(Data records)
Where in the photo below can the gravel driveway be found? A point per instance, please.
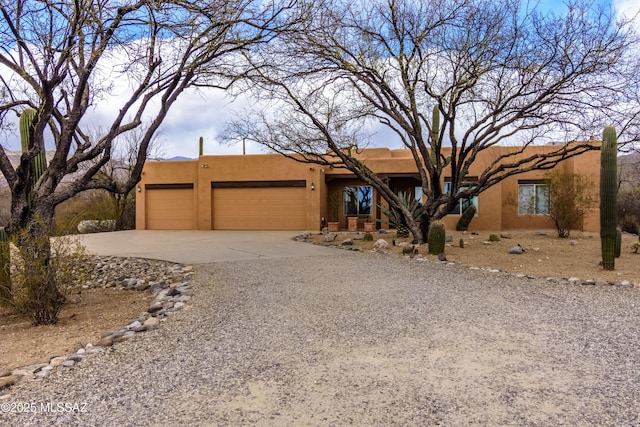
(365, 339)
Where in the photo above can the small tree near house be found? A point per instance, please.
(570, 198)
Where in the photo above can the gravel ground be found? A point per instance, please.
(364, 339)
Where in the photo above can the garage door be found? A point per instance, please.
(279, 208)
(169, 208)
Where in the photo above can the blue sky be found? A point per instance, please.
(204, 114)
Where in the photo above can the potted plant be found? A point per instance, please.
(369, 224)
(352, 222)
(334, 205)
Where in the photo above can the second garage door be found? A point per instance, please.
(169, 208)
(279, 208)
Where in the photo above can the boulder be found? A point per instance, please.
(380, 244)
(96, 226)
(330, 237)
(516, 250)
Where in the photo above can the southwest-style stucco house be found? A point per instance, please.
(272, 192)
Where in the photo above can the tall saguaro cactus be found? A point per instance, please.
(38, 164)
(608, 195)
(435, 138)
(5, 263)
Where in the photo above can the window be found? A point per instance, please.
(418, 194)
(463, 203)
(358, 200)
(533, 199)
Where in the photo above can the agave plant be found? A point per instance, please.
(396, 219)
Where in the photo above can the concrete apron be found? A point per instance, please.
(200, 247)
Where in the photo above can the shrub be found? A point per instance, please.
(39, 289)
(570, 198)
(437, 238)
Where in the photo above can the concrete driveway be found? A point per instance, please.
(200, 247)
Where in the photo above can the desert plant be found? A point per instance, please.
(395, 217)
(38, 164)
(39, 288)
(570, 198)
(608, 195)
(465, 218)
(5, 265)
(437, 237)
(628, 210)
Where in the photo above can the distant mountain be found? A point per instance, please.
(179, 158)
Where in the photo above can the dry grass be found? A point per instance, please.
(545, 254)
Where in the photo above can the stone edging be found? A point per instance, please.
(172, 292)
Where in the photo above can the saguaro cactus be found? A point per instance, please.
(39, 162)
(5, 263)
(608, 195)
(435, 138)
(437, 237)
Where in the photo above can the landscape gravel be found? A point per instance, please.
(362, 339)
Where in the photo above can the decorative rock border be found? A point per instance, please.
(169, 282)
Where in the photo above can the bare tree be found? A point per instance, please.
(493, 72)
(62, 58)
(119, 170)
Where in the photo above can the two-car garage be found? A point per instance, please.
(243, 205)
(258, 205)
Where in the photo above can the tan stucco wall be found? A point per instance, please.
(498, 207)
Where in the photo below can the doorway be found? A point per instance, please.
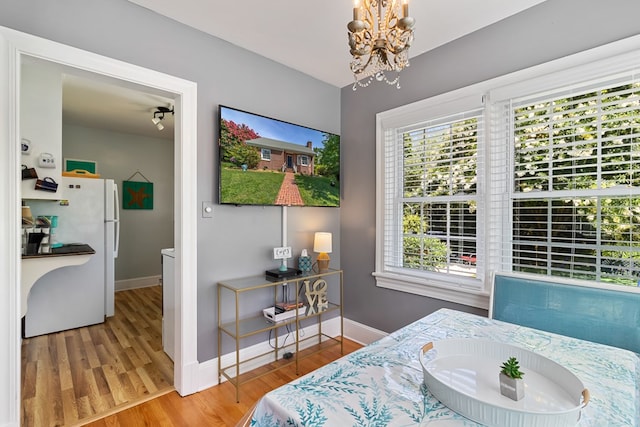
(14, 48)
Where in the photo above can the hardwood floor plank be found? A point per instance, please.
(75, 375)
(217, 405)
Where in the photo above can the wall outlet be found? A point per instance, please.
(46, 160)
(282, 253)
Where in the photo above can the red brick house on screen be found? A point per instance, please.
(284, 156)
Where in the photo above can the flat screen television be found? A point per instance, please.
(269, 162)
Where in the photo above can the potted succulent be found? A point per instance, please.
(511, 382)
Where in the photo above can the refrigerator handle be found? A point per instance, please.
(116, 220)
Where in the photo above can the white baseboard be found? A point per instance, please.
(362, 334)
(138, 282)
(354, 331)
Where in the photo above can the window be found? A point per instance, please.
(576, 184)
(536, 172)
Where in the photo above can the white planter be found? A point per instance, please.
(511, 387)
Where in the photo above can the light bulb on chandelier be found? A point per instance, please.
(380, 36)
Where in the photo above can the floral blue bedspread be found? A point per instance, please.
(382, 384)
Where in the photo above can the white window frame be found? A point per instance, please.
(584, 66)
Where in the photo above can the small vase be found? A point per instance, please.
(511, 387)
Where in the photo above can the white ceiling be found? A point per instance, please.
(309, 36)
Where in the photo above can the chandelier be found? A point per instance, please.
(379, 39)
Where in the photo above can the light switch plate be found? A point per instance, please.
(207, 209)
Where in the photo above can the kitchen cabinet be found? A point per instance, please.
(41, 125)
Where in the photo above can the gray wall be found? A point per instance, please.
(551, 30)
(143, 233)
(237, 241)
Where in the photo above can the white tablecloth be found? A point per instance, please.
(382, 384)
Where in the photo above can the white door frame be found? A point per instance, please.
(13, 46)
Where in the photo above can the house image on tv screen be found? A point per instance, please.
(284, 156)
(265, 161)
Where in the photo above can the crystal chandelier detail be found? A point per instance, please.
(379, 39)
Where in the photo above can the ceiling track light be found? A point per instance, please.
(160, 111)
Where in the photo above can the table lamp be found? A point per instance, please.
(322, 245)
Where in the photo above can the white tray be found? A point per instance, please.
(463, 375)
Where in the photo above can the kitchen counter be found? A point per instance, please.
(65, 250)
(36, 266)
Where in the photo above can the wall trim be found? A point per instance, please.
(138, 282)
(362, 334)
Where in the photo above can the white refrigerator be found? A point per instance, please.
(82, 295)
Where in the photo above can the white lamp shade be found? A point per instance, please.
(322, 242)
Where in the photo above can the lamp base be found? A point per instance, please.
(323, 265)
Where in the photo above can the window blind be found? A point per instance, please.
(431, 195)
(575, 190)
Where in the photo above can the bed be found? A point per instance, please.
(382, 384)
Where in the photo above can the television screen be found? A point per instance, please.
(264, 161)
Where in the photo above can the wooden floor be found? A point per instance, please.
(75, 376)
(217, 405)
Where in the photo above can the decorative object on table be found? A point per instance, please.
(137, 194)
(304, 262)
(316, 294)
(282, 253)
(554, 394)
(511, 382)
(47, 184)
(275, 275)
(29, 173)
(379, 39)
(322, 245)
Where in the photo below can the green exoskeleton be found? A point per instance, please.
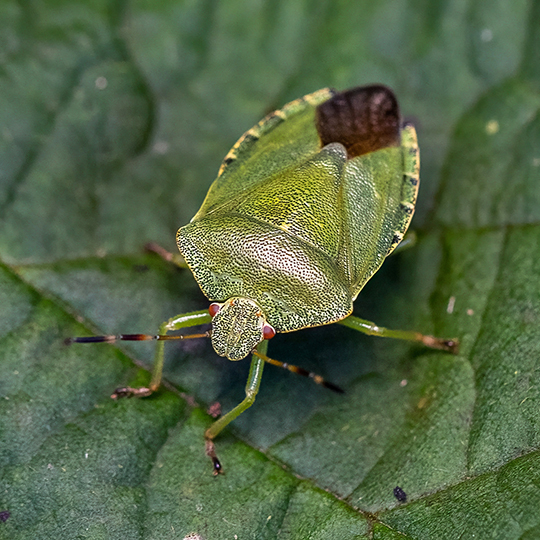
(305, 208)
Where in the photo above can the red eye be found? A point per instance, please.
(268, 332)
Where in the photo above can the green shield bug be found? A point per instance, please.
(305, 208)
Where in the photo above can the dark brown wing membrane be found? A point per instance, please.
(362, 119)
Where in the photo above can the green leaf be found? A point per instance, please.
(114, 118)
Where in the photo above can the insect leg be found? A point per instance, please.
(301, 371)
(174, 258)
(252, 388)
(367, 327)
(185, 320)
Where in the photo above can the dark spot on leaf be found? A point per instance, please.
(399, 494)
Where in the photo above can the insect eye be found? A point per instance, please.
(268, 332)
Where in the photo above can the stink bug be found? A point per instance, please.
(304, 210)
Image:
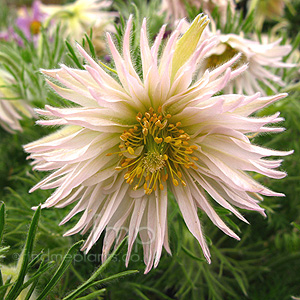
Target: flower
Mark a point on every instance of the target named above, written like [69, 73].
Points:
[31, 24]
[78, 17]
[262, 60]
[267, 9]
[132, 137]
[176, 9]
[10, 106]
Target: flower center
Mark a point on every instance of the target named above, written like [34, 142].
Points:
[218, 59]
[35, 27]
[154, 150]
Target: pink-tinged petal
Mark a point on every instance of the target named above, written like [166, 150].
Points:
[189, 212]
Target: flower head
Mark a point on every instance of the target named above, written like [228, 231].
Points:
[10, 106]
[262, 60]
[78, 17]
[132, 137]
[31, 23]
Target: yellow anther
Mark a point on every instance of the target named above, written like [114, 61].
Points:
[188, 151]
[168, 139]
[177, 143]
[130, 150]
[139, 170]
[158, 140]
[165, 177]
[164, 124]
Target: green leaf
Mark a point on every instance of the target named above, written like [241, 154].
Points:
[90, 283]
[61, 270]
[2, 220]
[16, 288]
[93, 295]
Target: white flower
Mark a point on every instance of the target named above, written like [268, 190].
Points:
[11, 109]
[176, 9]
[130, 139]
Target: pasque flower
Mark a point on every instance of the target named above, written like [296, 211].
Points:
[176, 9]
[132, 137]
[77, 18]
[263, 60]
[12, 109]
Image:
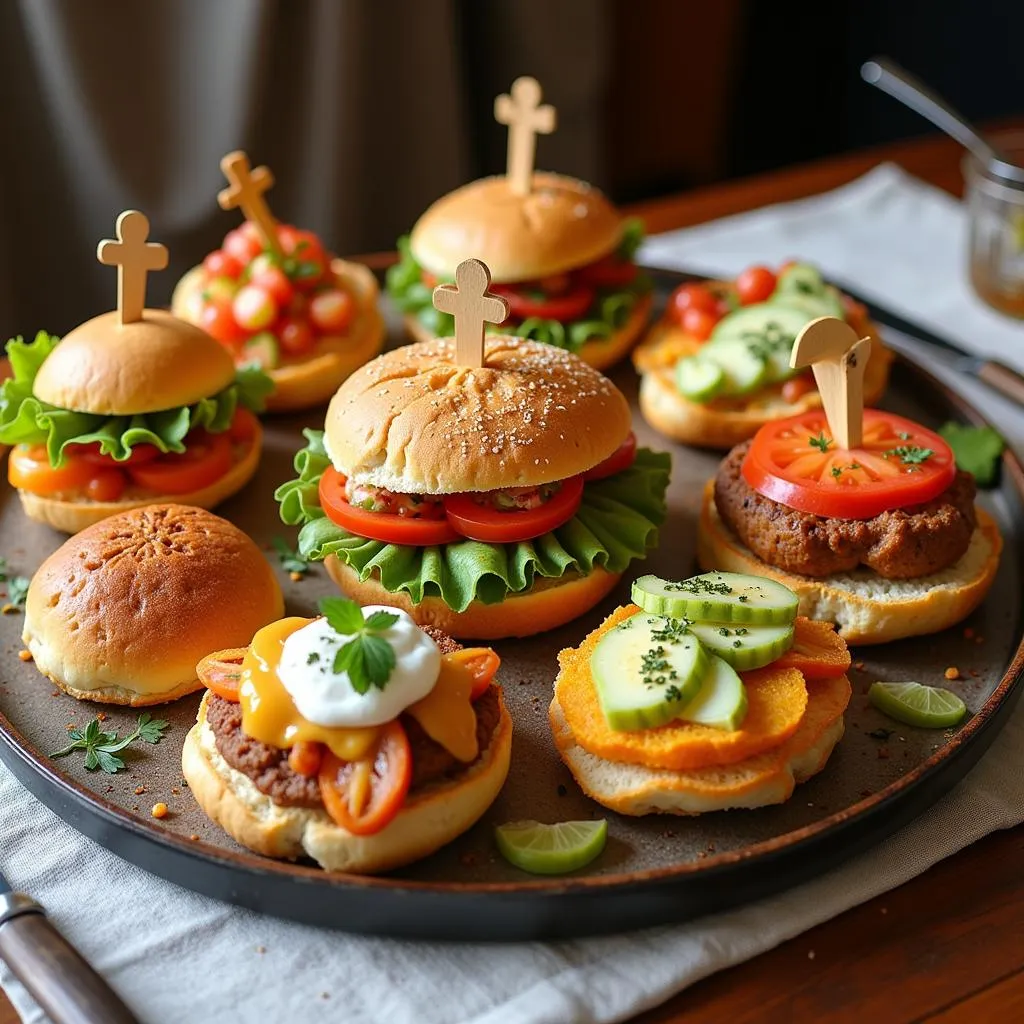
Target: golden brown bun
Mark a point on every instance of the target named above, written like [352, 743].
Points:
[561, 224]
[725, 422]
[110, 369]
[71, 516]
[547, 604]
[599, 353]
[428, 820]
[865, 607]
[415, 422]
[123, 611]
[311, 382]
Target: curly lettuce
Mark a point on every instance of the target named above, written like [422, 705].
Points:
[609, 311]
[616, 522]
[27, 420]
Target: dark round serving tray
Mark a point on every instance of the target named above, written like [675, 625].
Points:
[654, 869]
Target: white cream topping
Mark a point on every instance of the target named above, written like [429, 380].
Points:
[327, 697]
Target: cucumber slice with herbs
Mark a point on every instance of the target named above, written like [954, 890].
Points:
[722, 700]
[698, 379]
[744, 647]
[646, 671]
[718, 597]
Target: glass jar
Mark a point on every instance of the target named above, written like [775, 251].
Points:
[994, 199]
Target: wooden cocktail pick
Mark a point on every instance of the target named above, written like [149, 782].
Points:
[134, 258]
[524, 117]
[472, 305]
[830, 347]
[245, 192]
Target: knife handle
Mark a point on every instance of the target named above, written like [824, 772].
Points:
[57, 978]
[1004, 379]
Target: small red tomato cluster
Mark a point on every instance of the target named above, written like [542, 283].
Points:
[292, 295]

WHAT IS BEING ASKED → Check each line above for the word "flower" and copy the ones that have it.

ANSWER BOX →
Target: flower
Target: flower center
Target: flower head
Target: white flower
Target: pasque flower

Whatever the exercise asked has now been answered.